--- Objective 1 ---
Please explain, using the article on the Keystone Science Center, what the FREEDM consortium aims to make possible by decentralizing the nation's power grid.
--- Objective 2 ---
Rename "consortium" as "partnership" in the article on the Keystone Science Center, and write out the passage from "Approximately 15,000-square-feet of" up to and including "the power companies." with that change.
___ Excerpted text ___
Skip to main content

NC State dedicates new home for FREEDM Center on Centennial Campus

Dr. Alex Huang, director of the FREEDM Systems Center at NC State, speaks at the July 20 dedication of the Keystone Science Center on Centennial Campus. 
Dr. Alex Huang, director of the FREEDM Systems Center at NC State, speaks at the July 20 dedication of the Keystone Science Center on Centennial Campus.

North Carolina State University officials have opened the latest building to be developed on Centennial Campus.

Called the Keystone Science Center, the privately developed two-story facility houses corporate partners and university laboratories. The 72,000-square-foot building, located at the corner of Varsity Drive and Main Campus Drive, was developed under a plan similar to other private development projects on the research and technology campus where the university leases the land on which the property is developed. The building was developed and will be managed by the Keystone Corporation, an international real estate development firm based in Raleigh.

Corporate tenants for the building include WebAssign, Pentair Pool & Spa, and All Systems Broadband. The building will also house the headquarters of the Future Renewable Electric Energy Delivery and Management (FREEDM) Systems Center and an expansion of the Biomanufacturing Training and Education Center (BTEC).

Approximately 15,000-square-feet of space will be occupied by the FREEDM Center, which is the first National Science Foundation (NSF) Engineering Research Center to focus on revolutionizing this country’s power grid by integrating it with new, alternative energy technologies such as wind and solar. The center is partnering with universities, industry and national laboratories in 28 states and nine countries, and it is being supported by an initial five-year $18.5 million grant from NSF, along with an additional $10 million in institutional support and industry membership fees. The goal of the consortium is to decentralize the nation’s century-old power grid so that a new power system can enable consumers to generate their energy from renewable sources and sell excess energy to the power companies.
___ Data entries ___
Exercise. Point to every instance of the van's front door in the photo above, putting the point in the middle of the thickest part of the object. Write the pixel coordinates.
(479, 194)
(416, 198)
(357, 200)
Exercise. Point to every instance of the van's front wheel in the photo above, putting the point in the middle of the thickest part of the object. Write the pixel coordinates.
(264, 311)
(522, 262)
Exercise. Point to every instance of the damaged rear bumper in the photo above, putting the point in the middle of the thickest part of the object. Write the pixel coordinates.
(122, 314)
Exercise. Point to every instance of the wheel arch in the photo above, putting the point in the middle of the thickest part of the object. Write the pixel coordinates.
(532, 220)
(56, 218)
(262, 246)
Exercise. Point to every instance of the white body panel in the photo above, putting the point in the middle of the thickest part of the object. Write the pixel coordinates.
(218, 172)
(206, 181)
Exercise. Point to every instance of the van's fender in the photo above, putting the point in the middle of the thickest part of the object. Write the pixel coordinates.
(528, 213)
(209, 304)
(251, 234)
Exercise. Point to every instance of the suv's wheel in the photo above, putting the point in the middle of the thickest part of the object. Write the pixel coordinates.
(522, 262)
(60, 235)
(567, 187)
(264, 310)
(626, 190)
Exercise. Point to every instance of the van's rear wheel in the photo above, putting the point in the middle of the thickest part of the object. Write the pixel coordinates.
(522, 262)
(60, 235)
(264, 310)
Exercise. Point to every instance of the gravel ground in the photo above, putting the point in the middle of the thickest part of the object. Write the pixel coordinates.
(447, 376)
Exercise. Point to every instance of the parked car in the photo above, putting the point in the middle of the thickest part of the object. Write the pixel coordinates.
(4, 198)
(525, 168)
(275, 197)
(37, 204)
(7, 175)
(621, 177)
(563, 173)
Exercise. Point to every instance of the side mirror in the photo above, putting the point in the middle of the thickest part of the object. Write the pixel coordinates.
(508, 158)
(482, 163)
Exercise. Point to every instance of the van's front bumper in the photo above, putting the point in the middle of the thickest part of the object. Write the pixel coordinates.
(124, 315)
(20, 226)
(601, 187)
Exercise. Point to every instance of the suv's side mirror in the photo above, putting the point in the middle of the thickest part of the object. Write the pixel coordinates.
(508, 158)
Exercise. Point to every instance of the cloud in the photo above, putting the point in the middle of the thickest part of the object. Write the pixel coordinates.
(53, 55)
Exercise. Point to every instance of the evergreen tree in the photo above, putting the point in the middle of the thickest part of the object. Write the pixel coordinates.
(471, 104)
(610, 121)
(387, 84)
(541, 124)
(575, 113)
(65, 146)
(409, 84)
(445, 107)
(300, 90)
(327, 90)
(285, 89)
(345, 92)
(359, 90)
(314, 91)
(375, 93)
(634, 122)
___
--- Task solution 1 ---
The consortium wants to decentralize the century-old power grid so that a new power system can let consumers generate their own energy from renewable sources and sell excess energy to the power companies.

--- Task solution 2 ---
Approximately 15,000-square-feet of space will be occupied by the FREEDM Center, which is the first National Science Foundation (NSF) Engineering Research Center to focus on revolutionizing this country’s power grid by integrating it with new, alternative energy technologies such as wind and solar. The center is partnering with universities, industry and national laboratories in 28 states and nine countries, and it is being supported by an initial five-year $18.5 million grant from NSF, along with an additional $10 million in institutional support and industry membership fees. The goal of the partnership is to decentralize the nation’s century-old power grid so that a new power system can enable consumers to generate their energy from renewable sources and sell excess energy to the power companies.